### WHAT YOU ARE ASKED TO DO
The full set of entries must be copied exactly.

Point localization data
• • •

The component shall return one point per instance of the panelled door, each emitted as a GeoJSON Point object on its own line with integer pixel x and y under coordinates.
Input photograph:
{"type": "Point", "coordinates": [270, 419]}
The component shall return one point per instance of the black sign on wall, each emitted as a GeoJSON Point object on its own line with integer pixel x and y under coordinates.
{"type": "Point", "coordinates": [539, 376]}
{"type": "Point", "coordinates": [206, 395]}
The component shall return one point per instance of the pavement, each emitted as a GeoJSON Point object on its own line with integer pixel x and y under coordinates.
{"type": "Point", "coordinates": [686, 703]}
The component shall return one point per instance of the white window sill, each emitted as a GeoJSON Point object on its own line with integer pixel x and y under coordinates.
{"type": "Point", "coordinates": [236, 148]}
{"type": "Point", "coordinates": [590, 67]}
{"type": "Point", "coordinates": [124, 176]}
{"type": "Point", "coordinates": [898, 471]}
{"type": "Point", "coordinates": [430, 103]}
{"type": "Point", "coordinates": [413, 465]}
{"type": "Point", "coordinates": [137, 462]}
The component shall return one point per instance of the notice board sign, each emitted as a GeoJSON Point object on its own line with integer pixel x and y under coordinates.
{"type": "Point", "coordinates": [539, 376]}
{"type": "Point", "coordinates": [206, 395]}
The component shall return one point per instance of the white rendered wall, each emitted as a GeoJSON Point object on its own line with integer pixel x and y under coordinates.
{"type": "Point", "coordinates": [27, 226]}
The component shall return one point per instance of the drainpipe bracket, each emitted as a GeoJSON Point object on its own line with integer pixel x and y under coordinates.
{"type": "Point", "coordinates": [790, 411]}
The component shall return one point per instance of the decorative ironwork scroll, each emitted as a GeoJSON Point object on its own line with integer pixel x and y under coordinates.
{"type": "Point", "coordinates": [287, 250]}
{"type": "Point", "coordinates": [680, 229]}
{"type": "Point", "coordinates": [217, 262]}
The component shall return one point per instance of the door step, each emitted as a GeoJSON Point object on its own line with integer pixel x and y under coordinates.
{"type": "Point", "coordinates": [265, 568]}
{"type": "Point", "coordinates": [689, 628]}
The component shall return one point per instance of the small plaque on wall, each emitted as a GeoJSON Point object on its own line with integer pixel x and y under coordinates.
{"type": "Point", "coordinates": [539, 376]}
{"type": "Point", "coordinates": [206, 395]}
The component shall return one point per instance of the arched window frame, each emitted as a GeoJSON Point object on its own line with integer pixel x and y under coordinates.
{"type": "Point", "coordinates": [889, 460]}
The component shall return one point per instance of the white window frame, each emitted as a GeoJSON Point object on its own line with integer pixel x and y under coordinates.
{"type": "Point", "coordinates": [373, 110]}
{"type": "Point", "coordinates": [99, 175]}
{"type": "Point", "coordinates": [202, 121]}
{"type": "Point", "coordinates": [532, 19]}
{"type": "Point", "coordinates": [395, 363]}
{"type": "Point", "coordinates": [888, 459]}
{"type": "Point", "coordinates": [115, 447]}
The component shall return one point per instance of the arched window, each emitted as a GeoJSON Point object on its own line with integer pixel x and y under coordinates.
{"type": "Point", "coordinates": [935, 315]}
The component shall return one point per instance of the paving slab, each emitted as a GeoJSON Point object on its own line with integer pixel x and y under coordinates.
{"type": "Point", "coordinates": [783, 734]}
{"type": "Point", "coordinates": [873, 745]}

• • •

### WRITTEN RESPONSE
The component shall return one point per instance of the panelled door, each emitted as a GeoJSON Point object on its own line with integer pixel x and y under coordinates.
Input photograph:
{"type": "Point", "coordinates": [270, 419]}
The component shall return one point per instance of the black sign on wall, each emitted as a GeoJSON Point object on its own line with integer pixel x and y under coordinates.
{"type": "Point", "coordinates": [539, 376]}
{"type": "Point", "coordinates": [206, 395]}
The component shall return one point per instance of the pavement, each emitted as a GeoJSON Point object on its own line with integer pixel x and y under coordinates.
{"type": "Point", "coordinates": [686, 703]}
The component shall return one point per instance of the white window sill, each emitted as a GeoJSON Point object on its own line with integer pixel x and y under coordinates.
{"type": "Point", "coordinates": [236, 148]}
{"type": "Point", "coordinates": [590, 67]}
{"type": "Point", "coordinates": [124, 176]}
{"type": "Point", "coordinates": [898, 471]}
{"type": "Point", "coordinates": [430, 103]}
{"type": "Point", "coordinates": [413, 465]}
{"type": "Point", "coordinates": [137, 462]}
The component shall return one point per instance of the notice board sign, each emitted as a GeoJSON Point object on its own line with integer pixel x and y under coordinates.
{"type": "Point", "coordinates": [539, 376]}
{"type": "Point", "coordinates": [206, 395]}
The component shall return one point per instance of the white rendered wall, each emitted as a GeoJSON Point object on its own line with integer pixel x and y under coordinates.
{"type": "Point", "coordinates": [27, 226]}
The component shall return one point per instance of the drainpipe bracket, each emitted as a GeoJSON Point object on its own line with integer pixel x and y under coordinates.
{"type": "Point", "coordinates": [790, 411]}
The component shall return one point per instance of the decorative ironwork scroll, each emitted as a GeoJSON Point object on its own line with integer pixel x and y under coordinates.
{"type": "Point", "coordinates": [287, 250]}
{"type": "Point", "coordinates": [680, 229]}
{"type": "Point", "coordinates": [217, 262]}
The component shall return one point per instance of the door step, each emitted as a GeoJSON Point object on its own line with integer pixel x and y under coordinates.
{"type": "Point", "coordinates": [265, 568]}
{"type": "Point", "coordinates": [689, 628]}
The component shall return one point per instance of the small plaque on wall, each emitted as a GeoJSON Point object on its own line with integer pixel x and y under coordinates.
{"type": "Point", "coordinates": [539, 376]}
{"type": "Point", "coordinates": [206, 395]}
The component shall return one point per instance of the arched window frame, each emitted as a GeoJSON Point object on its own line with integer pixel x and y under coordinates.
{"type": "Point", "coordinates": [889, 460]}
The component shall return one point per instance of the white window frame, each emitted as a GeoJSON Point object on its own line with integer pixel x and y under coordinates.
{"type": "Point", "coordinates": [373, 110]}
{"type": "Point", "coordinates": [99, 175]}
{"type": "Point", "coordinates": [202, 121]}
{"type": "Point", "coordinates": [532, 19]}
{"type": "Point", "coordinates": [395, 363]}
{"type": "Point", "coordinates": [888, 459]}
{"type": "Point", "coordinates": [115, 447]}
The component shall return one point per instance of the arched window, each emitted as a GeoJSON Point object on its own line with integer pixel x and y under coordinates.
{"type": "Point", "coordinates": [935, 315]}
The component shall return one point per instance of the paving slab, each emitted as a GeoJSON Point object on its own line with integer pixel x and y under coordinates.
{"type": "Point", "coordinates": [783, 734]}
{"type": "Point", "coordinates": [873, 745]}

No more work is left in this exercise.